Take the line that has "For the benchmark, mark each instance of the frosted" in it and every line after it to the end of the entries, and reproduce them exactly.
+++ Extracted information
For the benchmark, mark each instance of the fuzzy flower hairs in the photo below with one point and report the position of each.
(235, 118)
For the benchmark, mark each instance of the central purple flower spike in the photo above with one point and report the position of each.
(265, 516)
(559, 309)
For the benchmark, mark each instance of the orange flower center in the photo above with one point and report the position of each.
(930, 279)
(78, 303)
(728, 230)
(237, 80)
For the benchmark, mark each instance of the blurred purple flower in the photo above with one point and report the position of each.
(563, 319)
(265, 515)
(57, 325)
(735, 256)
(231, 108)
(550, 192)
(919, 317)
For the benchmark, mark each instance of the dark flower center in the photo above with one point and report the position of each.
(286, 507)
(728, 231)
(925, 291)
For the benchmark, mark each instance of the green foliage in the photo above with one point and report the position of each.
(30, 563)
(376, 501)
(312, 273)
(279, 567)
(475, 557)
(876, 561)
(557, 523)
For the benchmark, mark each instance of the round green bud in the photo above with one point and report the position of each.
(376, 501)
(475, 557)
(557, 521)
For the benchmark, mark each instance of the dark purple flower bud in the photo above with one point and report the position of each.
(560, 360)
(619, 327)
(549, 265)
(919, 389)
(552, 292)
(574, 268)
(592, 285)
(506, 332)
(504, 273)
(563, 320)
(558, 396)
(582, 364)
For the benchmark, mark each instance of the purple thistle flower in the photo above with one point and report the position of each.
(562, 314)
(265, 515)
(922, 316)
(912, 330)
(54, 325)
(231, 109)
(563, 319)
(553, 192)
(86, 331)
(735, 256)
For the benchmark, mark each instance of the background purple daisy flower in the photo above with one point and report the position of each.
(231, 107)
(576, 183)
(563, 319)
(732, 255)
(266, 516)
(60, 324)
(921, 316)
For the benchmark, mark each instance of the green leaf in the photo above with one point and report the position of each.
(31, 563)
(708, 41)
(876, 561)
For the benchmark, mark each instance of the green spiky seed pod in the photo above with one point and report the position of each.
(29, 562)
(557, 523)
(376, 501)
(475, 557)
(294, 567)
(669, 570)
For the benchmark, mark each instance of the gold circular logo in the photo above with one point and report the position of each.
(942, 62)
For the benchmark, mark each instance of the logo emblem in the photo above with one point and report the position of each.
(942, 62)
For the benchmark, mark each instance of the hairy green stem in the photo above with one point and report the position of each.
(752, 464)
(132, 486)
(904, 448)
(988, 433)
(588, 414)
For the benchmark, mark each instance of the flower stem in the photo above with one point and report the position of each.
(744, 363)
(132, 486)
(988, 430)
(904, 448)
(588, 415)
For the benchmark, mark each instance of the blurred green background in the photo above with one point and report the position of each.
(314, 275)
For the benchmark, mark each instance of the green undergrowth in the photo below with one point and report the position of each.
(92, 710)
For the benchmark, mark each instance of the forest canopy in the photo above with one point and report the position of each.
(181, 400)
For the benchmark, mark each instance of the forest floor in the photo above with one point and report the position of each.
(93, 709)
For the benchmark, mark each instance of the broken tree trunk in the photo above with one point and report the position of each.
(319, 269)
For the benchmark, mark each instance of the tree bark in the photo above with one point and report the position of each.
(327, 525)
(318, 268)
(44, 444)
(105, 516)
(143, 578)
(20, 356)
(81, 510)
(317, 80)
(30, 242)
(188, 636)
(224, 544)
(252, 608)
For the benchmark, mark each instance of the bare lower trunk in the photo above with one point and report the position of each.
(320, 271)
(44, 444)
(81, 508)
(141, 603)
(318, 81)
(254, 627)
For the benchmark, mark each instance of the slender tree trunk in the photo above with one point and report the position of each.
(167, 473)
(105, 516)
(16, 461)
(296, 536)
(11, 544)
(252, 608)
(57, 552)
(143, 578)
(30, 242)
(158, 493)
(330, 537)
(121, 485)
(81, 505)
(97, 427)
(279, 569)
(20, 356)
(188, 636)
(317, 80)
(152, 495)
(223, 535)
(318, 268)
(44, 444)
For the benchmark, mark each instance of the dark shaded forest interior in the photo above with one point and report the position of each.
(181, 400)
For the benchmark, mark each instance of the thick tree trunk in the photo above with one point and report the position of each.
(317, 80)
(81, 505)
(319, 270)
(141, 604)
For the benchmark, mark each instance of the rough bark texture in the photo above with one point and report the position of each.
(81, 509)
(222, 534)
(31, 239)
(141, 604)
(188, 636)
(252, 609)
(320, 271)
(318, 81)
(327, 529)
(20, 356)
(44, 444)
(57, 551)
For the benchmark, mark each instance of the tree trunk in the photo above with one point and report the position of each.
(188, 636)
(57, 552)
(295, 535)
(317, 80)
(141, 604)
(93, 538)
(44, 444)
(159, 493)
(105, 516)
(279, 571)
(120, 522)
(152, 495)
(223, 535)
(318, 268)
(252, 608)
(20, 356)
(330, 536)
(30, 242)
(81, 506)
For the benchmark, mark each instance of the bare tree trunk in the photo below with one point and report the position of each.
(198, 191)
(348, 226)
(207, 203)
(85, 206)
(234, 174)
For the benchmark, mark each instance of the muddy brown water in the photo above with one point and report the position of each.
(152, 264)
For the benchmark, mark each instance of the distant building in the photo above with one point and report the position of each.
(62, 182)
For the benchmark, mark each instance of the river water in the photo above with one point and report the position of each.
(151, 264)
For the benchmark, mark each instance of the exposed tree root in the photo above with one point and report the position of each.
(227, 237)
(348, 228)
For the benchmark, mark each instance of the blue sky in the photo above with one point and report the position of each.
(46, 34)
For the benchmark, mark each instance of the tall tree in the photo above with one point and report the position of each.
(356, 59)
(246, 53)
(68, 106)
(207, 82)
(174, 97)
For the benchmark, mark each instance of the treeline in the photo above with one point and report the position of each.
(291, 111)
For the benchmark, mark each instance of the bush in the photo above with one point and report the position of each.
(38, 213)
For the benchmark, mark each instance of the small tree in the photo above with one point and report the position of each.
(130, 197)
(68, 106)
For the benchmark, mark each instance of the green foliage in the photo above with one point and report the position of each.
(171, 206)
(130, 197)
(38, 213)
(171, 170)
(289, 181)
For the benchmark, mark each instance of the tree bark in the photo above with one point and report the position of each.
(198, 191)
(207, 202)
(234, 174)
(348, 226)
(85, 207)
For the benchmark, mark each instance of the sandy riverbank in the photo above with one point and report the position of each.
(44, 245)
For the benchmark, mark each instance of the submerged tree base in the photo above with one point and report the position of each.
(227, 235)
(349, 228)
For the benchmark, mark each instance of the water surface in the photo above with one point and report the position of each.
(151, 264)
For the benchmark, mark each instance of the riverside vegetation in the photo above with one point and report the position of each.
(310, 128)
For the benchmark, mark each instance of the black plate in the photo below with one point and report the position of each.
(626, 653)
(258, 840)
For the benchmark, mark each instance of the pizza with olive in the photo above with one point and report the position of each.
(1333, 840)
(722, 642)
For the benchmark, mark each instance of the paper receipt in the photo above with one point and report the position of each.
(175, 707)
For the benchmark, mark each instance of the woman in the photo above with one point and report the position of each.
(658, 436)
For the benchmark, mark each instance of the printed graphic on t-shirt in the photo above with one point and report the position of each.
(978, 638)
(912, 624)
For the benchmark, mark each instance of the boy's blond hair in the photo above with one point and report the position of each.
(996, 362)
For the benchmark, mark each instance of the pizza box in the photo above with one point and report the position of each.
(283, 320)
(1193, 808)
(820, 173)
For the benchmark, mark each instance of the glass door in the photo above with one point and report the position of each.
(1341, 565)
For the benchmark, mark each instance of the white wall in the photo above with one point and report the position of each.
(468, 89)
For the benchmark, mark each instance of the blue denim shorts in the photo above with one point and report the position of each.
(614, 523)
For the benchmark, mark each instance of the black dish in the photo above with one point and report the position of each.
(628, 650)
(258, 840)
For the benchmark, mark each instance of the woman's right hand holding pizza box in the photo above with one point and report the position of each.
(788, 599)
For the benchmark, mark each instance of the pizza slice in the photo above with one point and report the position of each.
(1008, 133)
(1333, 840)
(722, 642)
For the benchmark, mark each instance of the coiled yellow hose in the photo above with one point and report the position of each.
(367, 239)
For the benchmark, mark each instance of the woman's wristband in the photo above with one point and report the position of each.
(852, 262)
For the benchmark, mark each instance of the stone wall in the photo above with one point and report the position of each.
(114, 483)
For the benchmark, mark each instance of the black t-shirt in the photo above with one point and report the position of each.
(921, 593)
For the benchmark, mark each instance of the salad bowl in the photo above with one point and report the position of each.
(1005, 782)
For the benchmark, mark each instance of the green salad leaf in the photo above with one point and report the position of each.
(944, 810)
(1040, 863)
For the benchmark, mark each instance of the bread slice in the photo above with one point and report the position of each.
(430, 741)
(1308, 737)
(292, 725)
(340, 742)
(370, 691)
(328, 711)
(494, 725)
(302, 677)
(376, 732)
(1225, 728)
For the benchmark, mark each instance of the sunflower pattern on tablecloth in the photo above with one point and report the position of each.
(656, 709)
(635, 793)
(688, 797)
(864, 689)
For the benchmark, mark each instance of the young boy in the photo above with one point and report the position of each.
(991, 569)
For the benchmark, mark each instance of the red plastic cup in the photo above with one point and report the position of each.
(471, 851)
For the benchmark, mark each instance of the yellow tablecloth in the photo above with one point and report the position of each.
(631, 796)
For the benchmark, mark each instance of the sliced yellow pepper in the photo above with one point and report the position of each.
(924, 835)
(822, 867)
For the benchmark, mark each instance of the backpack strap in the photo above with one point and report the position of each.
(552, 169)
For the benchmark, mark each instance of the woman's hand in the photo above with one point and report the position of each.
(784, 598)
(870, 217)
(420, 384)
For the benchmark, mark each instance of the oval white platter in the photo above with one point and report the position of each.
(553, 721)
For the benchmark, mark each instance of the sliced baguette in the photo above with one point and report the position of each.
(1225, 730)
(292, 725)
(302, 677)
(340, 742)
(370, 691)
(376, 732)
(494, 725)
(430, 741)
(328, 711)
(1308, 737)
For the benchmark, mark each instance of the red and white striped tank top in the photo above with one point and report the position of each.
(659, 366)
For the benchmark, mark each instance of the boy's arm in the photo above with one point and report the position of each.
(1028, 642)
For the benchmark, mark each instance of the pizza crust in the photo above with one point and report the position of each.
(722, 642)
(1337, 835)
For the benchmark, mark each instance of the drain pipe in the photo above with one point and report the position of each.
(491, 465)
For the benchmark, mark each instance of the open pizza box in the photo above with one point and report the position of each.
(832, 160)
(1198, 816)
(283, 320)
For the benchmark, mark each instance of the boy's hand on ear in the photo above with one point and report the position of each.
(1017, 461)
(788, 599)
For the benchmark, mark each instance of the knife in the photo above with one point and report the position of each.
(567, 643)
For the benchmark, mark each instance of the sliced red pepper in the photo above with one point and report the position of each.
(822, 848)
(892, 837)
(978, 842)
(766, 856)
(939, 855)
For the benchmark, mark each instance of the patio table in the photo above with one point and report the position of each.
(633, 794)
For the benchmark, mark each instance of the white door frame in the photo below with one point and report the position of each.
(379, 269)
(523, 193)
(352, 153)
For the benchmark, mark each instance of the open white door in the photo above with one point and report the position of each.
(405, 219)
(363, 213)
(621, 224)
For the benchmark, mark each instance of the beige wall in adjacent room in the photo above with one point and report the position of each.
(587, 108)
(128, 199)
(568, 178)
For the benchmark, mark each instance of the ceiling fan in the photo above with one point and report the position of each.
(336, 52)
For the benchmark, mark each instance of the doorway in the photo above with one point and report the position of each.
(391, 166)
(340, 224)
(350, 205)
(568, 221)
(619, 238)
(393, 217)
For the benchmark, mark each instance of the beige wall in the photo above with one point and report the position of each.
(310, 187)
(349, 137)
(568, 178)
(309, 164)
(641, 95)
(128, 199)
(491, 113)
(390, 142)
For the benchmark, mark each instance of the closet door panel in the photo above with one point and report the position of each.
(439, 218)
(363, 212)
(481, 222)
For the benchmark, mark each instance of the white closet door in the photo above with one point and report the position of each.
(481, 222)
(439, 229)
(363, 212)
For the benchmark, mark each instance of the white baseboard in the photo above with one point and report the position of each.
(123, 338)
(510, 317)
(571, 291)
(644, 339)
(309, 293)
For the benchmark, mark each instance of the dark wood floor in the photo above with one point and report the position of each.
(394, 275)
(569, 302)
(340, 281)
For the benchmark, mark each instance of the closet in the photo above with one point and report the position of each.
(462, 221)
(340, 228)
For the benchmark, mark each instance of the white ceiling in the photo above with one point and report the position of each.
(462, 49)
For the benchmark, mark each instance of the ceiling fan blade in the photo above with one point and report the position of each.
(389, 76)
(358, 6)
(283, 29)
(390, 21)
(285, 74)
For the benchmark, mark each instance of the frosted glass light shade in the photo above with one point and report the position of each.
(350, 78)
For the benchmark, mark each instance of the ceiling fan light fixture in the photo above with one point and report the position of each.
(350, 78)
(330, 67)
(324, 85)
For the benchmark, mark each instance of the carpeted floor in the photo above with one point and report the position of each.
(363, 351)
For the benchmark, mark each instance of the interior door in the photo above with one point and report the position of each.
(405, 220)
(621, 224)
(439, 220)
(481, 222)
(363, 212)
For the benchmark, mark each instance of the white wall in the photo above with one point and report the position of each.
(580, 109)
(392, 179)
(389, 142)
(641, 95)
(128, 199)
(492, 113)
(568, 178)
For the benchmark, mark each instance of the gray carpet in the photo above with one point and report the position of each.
++++++
Solution to this problem:
For the benchmark, mark each instance of the frosted glass light shade in the photo above with one point and report the position of each.
(350, 78)
For the benchmark, mark each instance of the ceiling fan light fixture in the photo above with one point and report the position of each.
(350, 78)
(330, 67)
(324, 85)
For the benchmark, mark each instance of the carpeted floor in the photo above with one point and report the position of each.
(363, 351)
For the benchmark, mark each instance of the interior door in the photo above with one point and report the position of each.
(405, 220)
(621, 224)
(439, 220)
(481, 222)
(363, 212)
For the benchmark, mark each instance of the white wall in the photo above with one point and report the position of each.
(580, 109)
(392, 179)
(389, 142)
(641, 95)
(128, 199)
(492, 113)
(568, 178)
For the benchmark, mark each instance of the gray carpet in the photo above with one point and report the position of each.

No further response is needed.